§ **EXERCISE DETAILS**:
When a line below contains the string "white", show that line.

DATA SECTION below:

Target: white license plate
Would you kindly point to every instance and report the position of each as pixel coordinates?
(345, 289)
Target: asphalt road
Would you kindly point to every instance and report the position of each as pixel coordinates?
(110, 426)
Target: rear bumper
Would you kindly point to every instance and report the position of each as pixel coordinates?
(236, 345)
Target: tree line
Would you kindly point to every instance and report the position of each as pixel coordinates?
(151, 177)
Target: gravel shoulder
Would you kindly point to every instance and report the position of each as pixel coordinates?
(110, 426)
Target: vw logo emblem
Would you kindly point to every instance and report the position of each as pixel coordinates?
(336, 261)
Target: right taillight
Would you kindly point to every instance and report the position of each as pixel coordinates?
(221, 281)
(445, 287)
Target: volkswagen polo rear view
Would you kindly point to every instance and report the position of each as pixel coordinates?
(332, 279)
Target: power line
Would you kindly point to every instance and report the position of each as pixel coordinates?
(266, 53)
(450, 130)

End of DATA SECTION.
DATA SECTION below:

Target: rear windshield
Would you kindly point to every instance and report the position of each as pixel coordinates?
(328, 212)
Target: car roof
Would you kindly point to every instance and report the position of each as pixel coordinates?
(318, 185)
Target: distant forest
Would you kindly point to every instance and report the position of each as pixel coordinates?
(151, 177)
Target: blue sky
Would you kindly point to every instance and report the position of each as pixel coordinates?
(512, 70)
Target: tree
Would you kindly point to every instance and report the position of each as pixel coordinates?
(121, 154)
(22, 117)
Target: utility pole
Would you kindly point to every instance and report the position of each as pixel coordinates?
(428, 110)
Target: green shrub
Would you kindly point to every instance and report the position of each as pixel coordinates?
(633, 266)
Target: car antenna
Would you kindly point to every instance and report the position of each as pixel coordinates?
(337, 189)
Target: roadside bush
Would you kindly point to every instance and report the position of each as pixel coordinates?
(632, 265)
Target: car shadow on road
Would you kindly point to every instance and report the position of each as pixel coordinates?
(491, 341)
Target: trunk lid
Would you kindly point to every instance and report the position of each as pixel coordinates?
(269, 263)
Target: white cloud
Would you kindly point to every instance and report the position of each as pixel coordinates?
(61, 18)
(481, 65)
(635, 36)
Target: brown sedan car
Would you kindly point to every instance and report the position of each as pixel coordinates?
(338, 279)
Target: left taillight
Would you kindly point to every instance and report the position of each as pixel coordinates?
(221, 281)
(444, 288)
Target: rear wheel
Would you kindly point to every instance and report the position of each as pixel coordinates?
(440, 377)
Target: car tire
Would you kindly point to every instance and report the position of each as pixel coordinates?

End of DATA SECTION.

§ **EXPECTED ANSWER**:
Target: white license plate
Target: white cloud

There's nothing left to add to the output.